• Task prompt:
Arrange the listing below as a Markdown table with the columns "Row" and "Line". Put one line per row, numbered in order, and leave out blank lines.

• Source material:
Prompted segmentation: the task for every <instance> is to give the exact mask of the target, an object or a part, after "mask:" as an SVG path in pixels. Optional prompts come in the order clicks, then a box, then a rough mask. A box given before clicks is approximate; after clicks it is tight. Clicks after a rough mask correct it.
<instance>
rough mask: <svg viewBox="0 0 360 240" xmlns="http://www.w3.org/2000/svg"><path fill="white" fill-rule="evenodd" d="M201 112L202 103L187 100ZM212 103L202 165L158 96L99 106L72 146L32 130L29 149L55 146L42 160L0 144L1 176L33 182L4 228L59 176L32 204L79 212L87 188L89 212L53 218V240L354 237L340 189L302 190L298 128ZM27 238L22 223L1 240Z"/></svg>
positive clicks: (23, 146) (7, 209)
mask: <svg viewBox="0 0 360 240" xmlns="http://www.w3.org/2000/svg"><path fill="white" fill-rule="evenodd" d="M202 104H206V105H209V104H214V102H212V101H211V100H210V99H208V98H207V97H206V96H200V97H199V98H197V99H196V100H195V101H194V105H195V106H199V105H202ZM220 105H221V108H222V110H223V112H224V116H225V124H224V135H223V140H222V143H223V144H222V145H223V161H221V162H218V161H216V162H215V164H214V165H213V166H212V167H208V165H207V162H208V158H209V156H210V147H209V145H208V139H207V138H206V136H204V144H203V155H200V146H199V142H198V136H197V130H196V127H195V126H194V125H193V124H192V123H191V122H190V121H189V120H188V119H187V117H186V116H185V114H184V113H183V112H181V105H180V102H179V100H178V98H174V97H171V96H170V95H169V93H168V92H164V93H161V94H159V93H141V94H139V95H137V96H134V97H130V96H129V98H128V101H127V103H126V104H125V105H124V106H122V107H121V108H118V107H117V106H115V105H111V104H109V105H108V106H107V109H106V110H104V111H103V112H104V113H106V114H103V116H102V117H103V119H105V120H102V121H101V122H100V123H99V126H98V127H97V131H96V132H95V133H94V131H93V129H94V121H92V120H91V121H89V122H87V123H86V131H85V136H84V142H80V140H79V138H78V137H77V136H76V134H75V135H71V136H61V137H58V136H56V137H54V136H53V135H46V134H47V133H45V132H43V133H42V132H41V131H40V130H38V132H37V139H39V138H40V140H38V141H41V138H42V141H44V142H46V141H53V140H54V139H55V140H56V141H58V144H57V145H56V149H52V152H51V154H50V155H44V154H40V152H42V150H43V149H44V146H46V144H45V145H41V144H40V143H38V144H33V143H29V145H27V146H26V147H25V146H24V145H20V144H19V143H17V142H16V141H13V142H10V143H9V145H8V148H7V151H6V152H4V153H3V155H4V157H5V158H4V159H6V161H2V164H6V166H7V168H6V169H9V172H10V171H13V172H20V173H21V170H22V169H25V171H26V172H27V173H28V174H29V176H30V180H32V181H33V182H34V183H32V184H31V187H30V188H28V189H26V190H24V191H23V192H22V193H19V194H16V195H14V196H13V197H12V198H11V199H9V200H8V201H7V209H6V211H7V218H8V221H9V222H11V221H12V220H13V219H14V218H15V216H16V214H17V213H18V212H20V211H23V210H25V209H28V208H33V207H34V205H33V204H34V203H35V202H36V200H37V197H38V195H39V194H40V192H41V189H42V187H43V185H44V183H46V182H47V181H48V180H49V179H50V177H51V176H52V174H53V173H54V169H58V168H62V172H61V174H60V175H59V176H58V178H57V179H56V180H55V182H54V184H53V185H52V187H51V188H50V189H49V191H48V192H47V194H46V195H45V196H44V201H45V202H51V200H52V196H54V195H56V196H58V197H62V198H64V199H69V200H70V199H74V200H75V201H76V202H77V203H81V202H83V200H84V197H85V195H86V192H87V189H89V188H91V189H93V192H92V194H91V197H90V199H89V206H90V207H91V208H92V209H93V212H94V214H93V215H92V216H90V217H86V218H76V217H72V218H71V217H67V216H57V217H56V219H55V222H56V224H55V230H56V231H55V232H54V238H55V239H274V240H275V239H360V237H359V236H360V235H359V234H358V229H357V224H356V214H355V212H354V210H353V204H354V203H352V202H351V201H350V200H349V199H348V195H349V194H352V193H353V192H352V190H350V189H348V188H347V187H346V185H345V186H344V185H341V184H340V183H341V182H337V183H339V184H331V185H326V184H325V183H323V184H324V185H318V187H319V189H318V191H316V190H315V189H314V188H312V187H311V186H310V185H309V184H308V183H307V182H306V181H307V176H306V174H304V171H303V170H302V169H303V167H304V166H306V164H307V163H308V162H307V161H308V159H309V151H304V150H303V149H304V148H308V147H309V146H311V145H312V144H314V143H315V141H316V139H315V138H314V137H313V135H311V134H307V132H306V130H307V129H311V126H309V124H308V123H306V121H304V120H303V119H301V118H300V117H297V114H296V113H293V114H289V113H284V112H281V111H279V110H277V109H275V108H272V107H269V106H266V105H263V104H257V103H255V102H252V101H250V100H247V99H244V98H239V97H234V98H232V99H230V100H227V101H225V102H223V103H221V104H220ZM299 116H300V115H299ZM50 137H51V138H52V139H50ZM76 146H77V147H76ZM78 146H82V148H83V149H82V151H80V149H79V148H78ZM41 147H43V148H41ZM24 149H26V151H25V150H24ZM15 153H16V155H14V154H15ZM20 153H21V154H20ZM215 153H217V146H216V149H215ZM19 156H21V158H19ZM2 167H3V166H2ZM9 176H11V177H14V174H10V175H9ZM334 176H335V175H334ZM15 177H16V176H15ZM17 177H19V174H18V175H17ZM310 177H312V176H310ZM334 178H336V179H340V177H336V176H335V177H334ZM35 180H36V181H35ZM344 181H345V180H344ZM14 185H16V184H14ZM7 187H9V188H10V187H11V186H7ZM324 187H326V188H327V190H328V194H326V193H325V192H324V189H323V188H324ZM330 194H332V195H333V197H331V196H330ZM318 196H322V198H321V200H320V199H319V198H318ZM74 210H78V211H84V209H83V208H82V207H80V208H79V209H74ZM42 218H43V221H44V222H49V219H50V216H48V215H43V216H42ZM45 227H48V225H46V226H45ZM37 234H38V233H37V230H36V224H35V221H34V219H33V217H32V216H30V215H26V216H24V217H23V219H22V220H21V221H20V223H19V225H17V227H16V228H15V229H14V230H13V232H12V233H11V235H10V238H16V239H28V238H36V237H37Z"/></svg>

• Solution to this task:
| Row | Line |
|---|---|
| 1 | Prompted segmentation: the task for every <instance> is to give the exact mask of the target, an object or a part, after "mask:" as an SVG path in pixels. Optional prompts come in the order clicks, then a box, then a rough mask. A box given before clicks is approximate; after clicks it is tight. Clicks after a rough mask correct it. |
| 2 | <instance> |
| 3 | rough mask: <svg viewBox="0 0 360 240" xmlns="http://www.w3.org/2000/svg"><path fill="white" fill-rule="evenodd" d="M201 112L202 103L187 100ZM212 103L202 165L158 96L99 106L72 146L32 130L29 149L55 146L42 160L0 144L1 176L33 182L4 228L59 176L32 204L79 212L87 188L89 212L53 218V240L354 237L340 189L302 190L298 128ZM27 238L22 223L1 240Z"/></svg> |
| 4 | positive clicks: (23, 146) (7, 209) |
| 5 | mask: <svg viewBox="0 0 360 240" xmlns="http://www.w3.org/2000/svg"><path fill="white" fill-rule="evenodd" d="M202 104H206V105H209V104H214V102H212V101H211V100H210V99H208V98H207V97H206V96H200V97H199V98H197V99H196V100H195V101H194V105H195V106H199V105H202ZM220 105H221V108H222V110H223V112H224V116H225V124H224V135H223V140H222V143H223V144H222V145H223V161H221V162H218V161H216V162H215V164H214V165H213V166H212V167H208V165H207V162H208V158H209V156H210V147H209V145H208V139H207V138H206V136H204V144H203V155H200V146H199V142H198V136H197V130H196V127H195V126H194V125H193V124H192V123H191V122H190V121H189V120H188V119H187V117H186V116H185V114H184V113H183V112H181V105H180V102H179V100H178V98H174V97H171V96H170V95H169V93H168V92H164V93H161V94H159V93H141V94H139V95H137V96H134V97H130V96H129V98H128V101H127V103H126V104H125V105H124V106H122V107H121V108H118V107H117V106H115V105H111V104H109V105H108V106H107V109H106V110H104V111H103V112H104V113H106V114H103V116H102V117H103V119H105V120H102V121H101V122H100V123H99V126H98V127H97V131H96V132H95V133H94V131H93V129H94V121H92V120H91V121H89V122H87V123H86V131H85V136H84V142H80V140H79V138H78V137H77V136H76V134H75V135H71V136H61V137H58V136H56V137H54V136H53V135H46V134H47V133H45V132H43V133H42V132H41V131H40V130H38V132H37V139H39V138H40V140H38V141H41V138H42V141H44V142H46V141H53V140H54V139H55V140H56V141H58V144H57V145H56V149H52V152H51V154H50V155H44V154H40V152H42V150H43V149H44V146H46V144H45V145H41V144H40V143H38V144H33V143H29V145H27V146H26V147H25V146H24V145H20V144H19V143H17V142H16V141H13V142H10V143H9V145H8V148H7V151H6V152H4V153H3V155H4V157H5V158H4V159H6V161H2V164H6V166H7V168H6V169H9V172H10V171H13V172H20V173H21V170H22V169H25V171H26V172H27V173H28V174H29V176H30V180H32V181H33V182H34V183H32V184H31V187H30V188H28V189H26V190H24V191H23V192H22V193H19V194H16V195H14V196H13V197H12V198H11V199H9V200H8V201H7V209H6V211H7V218H8V221H9V222H11V221H12V220H13V219H14V218H15V216H16V214H17V213H18V212H20V211H23V210H25V209H28V208H33V207H34V205H33V204H34V203H35V202H36V200H37V197H38V195H39V194H40V192H41V189H42V187H43V185H44V183H46V182H47V181H48V180H49V179H50V177H51V176H52V174H53V173H54V169H58V168H62V172H61V174H60V175H59V176H58V178H57V179H56V180H55V182H54V184H53V185H52V187H51V188H50V189H49V191H48V192H47V194H46V195H45V196H44V201H45V202H51V200H52V196H54V195H56V196H58V197H62V198H64V199H69V200H70V199H74V200H75V201H76V202H77V203H81V202H83V200H84V197H85V195H86V192H87V189H89V188H91V189H93V192H92V194H91V197H90V199H89V206H90V207H91V208H92V209H93V212H94V214H93V215H92V216H90V217H86V218H76V217H72V218H71V217H67V216H57V217H56V219H55V222H56V224H55V230H56V231H55V232H54V238H55V239H274V240H275V239H360V237H359V236H360V235H359V234H358V229H357V224H356V214H355V212H354V210H353V204H354V203H352V202H351V201H350V200H349V199H348V195H349V194H352V193H353V192H352V190H350V189H348V188H347V187H346V185H345V186H344V185H341V184H340V183H341V182H337V183H339V184H331V185H326V184H325V183H323V184H324V185H318V187H319V189H318V191H316V190H315V189H314V188H312V187H311V186H310V185H309V184H308V183H307V182H306V181H307V176H306V174H304V171H303V170H302V169H303V167H304V166H306V164H307V163H308V162H307V161H308V159H309V151H304V150H303V149H304V148H308V147H309V146H311V145H312V144H314V143H315V141H316V139H315V138H314V137H313V135H311V134H307V132H306V130H307V129H311V126H309V124H308V123H306V121H304V120H303V119H301V118H300V117H297V114H296V113H293V114H289V113H284V112H281V111H279V110H277V109H275V108H272V107H269V106H266V105H263V104H257V103H255V102H252V101H250V100H247V99H244V98H239V97H234V98H232V99H230V100H227V101H225V102H223V103H221V104H220ZM299 116H300V115H299ZM50 137H51V138H52V139H50ZM76 146H77V147H76ZM78 146H82V148H83V149H82V151H80V149H79V148H78ZM41 147H43V148H41ZM24 149H26V151H25V150H24ZM15 153H16V155H14V154H15ZM20 153H21V154H20ZM215 153H217V146H216V149H215ZM19 156H21V158H19ZM2 167H3V166H2ZM9 176H11V177H14V174H10V175H9ZM334 176H335V175H334ZM15 177H16V176H15ZM17 177H19V174H18V175H17ZM310 177H312V176H310ZM334 178H336V179H340V177H336V176H335V177H334ZM35 180H36V181H35ZM344 181H345V180H344ZM14 185H16V184H14ZM7 187H9V188H10V187H11V186H7ZM324 187H326V188H327V190H328V194H326V193H325V192H324V189H323V188H324ZM330 194H332V195H333V197H331V196H330ZM318 196H322V198H321V200H320V199H319V198H318ZM74 210H78V211H84V209H83V208H82V207H80V208H79V209H74ZM42 218H43V221H44V222H49V219H50V216H48V215H43V216H42ZM45 227H48V225H46V226H45ZM37 234H38V233H37V230H36V224H35V221H34V219H33V217H32V216H30V215H26V216H24V217H23V219H22V220H21V221H20V223H19V225H17V227H16V228H15V229H14V230H13V232H12V233H11V235H10V238H16V239H28V238H36V237H37Z"/></svg> |